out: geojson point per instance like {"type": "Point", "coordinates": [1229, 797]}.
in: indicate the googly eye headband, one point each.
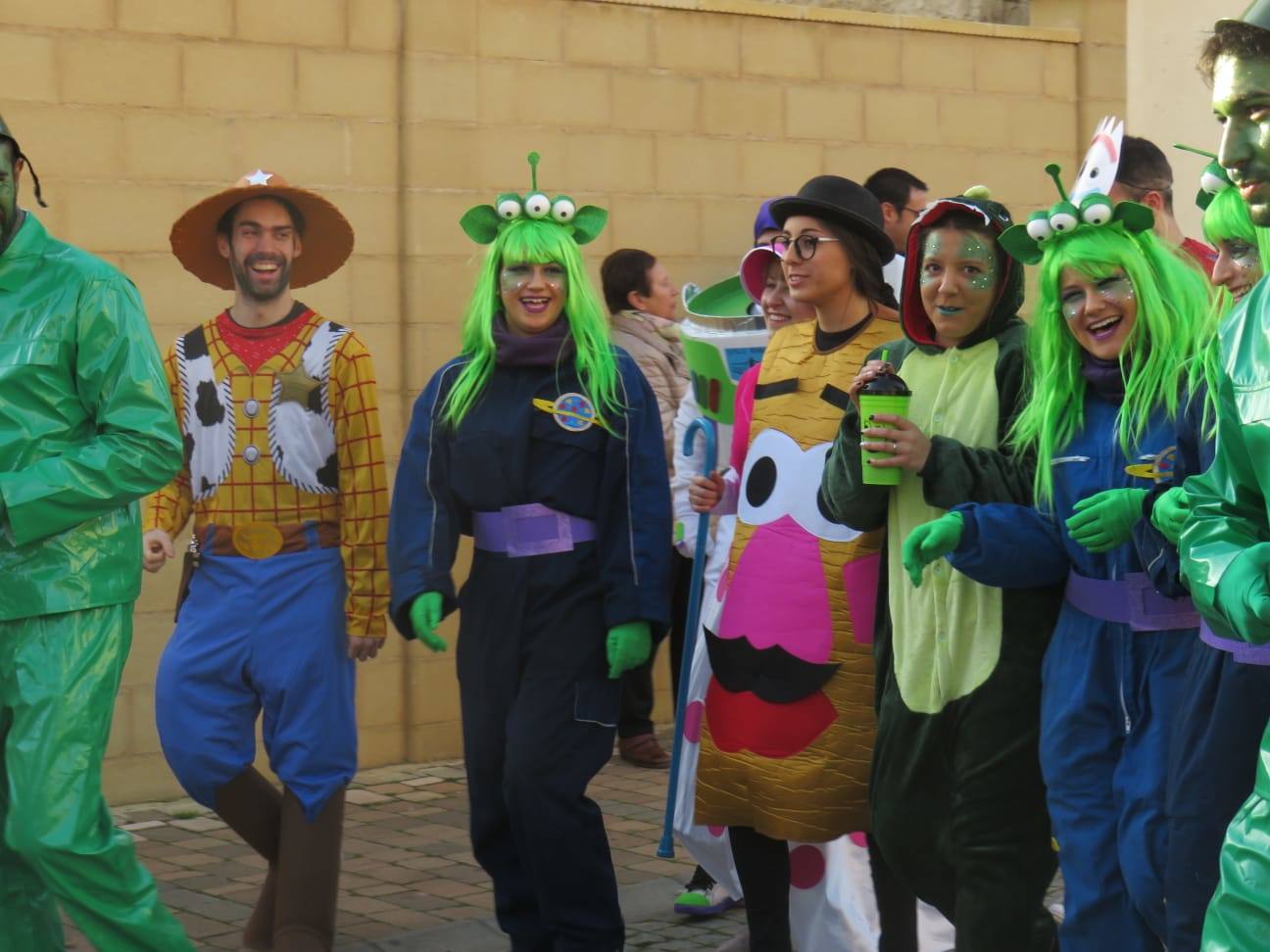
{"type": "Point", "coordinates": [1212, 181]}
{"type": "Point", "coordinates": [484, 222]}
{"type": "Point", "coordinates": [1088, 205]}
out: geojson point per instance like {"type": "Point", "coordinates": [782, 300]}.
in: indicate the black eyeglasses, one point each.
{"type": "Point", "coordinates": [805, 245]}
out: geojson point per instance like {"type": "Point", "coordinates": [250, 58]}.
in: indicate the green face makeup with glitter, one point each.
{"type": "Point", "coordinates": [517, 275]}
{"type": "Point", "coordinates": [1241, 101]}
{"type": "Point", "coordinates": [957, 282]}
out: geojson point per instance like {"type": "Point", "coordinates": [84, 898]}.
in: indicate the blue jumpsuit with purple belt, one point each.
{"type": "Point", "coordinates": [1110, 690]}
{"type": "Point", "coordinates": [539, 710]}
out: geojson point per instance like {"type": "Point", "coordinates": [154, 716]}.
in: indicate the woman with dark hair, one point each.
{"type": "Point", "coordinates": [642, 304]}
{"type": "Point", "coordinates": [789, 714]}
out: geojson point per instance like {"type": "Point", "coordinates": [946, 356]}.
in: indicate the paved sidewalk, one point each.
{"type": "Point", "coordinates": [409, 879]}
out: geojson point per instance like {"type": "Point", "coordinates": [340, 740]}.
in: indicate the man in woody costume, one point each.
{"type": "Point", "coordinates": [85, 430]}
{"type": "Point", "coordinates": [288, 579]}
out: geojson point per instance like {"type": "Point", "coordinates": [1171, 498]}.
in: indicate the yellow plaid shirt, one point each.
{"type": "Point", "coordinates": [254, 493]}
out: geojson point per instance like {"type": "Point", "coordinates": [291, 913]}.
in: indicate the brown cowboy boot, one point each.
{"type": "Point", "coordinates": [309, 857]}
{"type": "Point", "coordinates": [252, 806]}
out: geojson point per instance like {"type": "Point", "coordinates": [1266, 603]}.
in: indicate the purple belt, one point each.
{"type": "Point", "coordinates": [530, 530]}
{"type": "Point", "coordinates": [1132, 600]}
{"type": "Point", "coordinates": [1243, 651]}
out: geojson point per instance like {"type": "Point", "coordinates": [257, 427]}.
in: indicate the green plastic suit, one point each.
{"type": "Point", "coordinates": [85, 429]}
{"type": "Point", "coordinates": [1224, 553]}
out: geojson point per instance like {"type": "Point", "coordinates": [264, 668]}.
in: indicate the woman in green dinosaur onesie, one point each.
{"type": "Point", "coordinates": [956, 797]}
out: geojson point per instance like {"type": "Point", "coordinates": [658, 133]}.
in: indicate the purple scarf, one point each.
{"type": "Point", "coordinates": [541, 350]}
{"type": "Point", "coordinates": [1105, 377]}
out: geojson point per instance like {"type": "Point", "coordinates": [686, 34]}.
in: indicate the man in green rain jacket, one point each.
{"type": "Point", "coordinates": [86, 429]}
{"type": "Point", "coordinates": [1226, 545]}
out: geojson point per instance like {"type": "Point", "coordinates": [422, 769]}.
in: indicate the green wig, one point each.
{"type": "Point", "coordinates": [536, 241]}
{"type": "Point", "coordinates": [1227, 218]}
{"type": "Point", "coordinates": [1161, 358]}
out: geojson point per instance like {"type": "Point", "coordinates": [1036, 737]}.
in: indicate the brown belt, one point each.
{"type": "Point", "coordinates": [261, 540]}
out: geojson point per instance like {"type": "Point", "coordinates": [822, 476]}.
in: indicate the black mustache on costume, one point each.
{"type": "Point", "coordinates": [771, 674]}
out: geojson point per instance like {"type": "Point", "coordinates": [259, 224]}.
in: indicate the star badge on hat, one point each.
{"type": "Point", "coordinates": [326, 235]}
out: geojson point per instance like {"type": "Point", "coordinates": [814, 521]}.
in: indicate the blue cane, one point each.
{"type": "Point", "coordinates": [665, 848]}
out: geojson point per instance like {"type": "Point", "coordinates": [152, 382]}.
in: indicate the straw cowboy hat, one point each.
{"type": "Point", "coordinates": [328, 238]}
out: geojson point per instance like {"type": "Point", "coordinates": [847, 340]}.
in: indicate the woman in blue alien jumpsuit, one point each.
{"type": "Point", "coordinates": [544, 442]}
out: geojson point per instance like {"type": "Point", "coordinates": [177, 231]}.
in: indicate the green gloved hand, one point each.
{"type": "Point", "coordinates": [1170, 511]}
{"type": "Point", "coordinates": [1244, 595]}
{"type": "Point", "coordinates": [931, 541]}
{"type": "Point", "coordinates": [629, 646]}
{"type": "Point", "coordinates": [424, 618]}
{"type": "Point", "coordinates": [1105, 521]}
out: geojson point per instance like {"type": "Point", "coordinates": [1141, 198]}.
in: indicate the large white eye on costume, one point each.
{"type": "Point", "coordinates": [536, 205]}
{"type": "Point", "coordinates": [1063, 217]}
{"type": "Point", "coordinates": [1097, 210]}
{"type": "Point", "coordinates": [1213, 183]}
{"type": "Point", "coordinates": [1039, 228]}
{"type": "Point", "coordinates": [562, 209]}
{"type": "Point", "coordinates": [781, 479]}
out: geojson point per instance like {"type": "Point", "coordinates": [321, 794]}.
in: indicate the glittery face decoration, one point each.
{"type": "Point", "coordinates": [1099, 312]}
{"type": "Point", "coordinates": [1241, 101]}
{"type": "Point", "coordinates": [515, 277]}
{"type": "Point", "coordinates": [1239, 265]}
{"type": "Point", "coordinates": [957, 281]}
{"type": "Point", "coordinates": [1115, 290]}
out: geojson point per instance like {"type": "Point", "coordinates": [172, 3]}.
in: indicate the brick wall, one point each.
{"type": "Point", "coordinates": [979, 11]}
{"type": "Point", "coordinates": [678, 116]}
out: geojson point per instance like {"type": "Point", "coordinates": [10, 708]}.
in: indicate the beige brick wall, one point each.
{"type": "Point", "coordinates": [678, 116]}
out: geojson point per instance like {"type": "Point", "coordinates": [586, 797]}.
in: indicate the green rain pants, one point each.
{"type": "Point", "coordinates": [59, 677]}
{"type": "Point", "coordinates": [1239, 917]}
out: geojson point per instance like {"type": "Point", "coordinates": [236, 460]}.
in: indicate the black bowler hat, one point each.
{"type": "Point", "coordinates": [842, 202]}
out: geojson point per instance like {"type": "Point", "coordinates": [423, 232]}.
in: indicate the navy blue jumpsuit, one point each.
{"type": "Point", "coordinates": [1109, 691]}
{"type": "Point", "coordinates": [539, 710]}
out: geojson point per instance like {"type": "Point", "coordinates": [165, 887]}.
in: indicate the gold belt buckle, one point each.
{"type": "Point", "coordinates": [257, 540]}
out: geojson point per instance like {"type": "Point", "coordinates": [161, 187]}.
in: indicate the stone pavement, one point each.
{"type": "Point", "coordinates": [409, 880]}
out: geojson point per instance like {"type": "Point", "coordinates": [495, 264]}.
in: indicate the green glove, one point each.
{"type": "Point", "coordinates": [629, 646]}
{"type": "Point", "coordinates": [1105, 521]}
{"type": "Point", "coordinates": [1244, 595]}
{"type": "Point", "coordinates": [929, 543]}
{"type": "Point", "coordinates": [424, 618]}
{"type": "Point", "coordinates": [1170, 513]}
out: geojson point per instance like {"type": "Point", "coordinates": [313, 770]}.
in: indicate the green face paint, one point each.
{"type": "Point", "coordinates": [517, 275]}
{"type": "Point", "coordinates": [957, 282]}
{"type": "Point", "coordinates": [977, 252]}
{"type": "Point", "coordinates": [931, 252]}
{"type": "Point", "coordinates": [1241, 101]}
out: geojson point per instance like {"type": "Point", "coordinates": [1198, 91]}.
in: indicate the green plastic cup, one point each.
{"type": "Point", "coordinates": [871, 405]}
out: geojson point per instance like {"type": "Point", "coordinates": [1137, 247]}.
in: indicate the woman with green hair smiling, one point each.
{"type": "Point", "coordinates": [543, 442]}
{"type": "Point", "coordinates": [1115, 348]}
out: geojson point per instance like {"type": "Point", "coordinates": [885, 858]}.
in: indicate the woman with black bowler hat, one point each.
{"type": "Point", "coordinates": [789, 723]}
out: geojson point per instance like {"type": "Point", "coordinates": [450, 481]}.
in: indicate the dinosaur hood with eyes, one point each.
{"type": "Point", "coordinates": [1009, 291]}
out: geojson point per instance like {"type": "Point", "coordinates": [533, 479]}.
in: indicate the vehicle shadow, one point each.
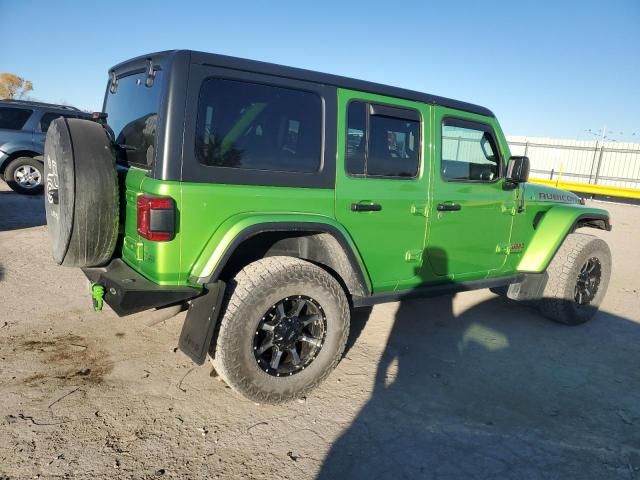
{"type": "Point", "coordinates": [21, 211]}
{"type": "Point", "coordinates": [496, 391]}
......
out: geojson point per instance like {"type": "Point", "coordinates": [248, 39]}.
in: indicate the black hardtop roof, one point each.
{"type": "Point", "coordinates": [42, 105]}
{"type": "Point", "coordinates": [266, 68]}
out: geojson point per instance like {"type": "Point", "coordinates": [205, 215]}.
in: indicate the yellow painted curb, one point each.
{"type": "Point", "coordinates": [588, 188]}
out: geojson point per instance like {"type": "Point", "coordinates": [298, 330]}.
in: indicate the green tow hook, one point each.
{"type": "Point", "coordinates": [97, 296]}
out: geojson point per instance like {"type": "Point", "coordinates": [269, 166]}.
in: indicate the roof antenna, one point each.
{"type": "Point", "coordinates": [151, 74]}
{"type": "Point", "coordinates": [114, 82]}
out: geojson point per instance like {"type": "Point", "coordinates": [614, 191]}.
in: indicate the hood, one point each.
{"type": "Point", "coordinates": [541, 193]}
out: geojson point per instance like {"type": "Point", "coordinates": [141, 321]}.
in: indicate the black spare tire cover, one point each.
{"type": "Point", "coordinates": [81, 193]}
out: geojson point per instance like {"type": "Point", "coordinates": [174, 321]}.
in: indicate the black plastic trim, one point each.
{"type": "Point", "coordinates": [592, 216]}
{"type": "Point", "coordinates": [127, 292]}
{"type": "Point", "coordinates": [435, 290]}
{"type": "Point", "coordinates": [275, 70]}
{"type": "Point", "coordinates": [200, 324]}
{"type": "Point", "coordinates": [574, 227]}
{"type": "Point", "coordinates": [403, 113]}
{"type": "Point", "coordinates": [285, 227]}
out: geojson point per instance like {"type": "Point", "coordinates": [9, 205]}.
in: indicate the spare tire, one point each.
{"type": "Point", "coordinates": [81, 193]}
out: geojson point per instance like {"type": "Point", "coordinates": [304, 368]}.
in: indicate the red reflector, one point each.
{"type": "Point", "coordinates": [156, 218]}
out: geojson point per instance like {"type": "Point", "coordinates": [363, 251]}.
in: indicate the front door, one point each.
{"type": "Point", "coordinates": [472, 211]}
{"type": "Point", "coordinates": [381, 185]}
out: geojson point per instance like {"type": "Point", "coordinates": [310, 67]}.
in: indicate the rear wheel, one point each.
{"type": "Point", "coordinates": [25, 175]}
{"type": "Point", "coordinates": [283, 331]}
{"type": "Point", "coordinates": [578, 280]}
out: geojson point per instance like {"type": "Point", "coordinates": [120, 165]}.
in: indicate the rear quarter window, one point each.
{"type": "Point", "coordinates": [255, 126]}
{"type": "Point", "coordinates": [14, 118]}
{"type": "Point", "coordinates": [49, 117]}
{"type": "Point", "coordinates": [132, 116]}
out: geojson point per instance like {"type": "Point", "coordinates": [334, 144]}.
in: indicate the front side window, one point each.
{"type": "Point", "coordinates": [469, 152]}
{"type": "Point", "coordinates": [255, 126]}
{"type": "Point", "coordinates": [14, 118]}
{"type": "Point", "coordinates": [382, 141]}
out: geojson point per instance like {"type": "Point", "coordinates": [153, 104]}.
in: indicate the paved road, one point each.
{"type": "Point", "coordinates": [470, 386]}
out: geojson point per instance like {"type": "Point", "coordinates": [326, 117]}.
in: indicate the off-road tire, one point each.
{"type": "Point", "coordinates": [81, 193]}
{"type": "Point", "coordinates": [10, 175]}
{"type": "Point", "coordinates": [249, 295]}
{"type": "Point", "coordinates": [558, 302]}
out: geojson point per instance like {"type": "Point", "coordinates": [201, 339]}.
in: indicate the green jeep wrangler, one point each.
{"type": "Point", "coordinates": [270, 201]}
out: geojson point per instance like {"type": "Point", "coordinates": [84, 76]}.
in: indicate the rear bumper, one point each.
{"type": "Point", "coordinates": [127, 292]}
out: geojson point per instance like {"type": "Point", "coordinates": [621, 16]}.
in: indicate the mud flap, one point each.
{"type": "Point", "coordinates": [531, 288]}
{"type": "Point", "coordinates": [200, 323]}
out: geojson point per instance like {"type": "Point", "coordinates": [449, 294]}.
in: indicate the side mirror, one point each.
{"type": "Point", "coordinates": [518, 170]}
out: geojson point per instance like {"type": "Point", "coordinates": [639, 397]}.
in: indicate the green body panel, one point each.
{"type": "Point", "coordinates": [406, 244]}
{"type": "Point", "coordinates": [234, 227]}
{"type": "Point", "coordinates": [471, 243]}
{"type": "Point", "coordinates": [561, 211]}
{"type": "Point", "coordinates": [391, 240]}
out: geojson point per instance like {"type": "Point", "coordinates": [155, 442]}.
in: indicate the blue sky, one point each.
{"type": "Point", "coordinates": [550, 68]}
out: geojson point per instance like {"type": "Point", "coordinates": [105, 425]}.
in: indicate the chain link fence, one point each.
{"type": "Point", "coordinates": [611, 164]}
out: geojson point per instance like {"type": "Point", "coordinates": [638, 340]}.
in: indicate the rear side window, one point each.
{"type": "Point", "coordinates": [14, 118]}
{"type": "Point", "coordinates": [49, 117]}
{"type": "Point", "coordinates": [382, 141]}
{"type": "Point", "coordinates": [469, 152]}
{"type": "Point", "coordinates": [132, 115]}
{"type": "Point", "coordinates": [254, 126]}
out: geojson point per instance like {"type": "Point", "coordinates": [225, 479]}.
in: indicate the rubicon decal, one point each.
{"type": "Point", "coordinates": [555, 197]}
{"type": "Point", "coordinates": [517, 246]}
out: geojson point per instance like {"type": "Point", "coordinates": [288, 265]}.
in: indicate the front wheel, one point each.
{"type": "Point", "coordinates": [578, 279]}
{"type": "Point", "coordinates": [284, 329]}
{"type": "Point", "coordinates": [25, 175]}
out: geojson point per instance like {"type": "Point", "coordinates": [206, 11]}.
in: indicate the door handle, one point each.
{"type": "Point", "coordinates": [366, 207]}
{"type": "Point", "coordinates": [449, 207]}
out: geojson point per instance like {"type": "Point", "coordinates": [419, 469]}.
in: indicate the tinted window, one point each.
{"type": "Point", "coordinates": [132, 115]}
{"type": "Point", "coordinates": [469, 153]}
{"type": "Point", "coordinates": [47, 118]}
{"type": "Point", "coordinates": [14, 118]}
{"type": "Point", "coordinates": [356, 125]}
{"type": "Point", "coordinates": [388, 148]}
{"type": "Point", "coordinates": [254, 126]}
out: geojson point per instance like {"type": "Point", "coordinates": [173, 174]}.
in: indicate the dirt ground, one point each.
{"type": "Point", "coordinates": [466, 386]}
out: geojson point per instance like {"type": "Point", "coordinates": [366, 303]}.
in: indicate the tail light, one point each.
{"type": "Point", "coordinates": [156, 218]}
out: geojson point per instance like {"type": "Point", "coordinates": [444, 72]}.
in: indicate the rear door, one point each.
......
▸ **Instructions to follow**
The expected answer is an exact copy of the lines above, beginning at the line with "in: indicate the dirt ground, one point each." and ending at the line with "in: indicate the rear door, one point each.", with both ends in.

▸ **Response box**
in: indicate the dirt ground, one point each.
{"type": "Point", "coordinates": [466, 386]}
out: geojson point per instance like {"type": "Point", "coordinates": [366, 303]}.
in: indicate the tail light, one point each.
{"type": "Point", "coordinates": [156, 218]}
out: geojson point per instance like {"type": "Point", "coordinates": [444, 72]}.
in: indicate the rear door, one point each.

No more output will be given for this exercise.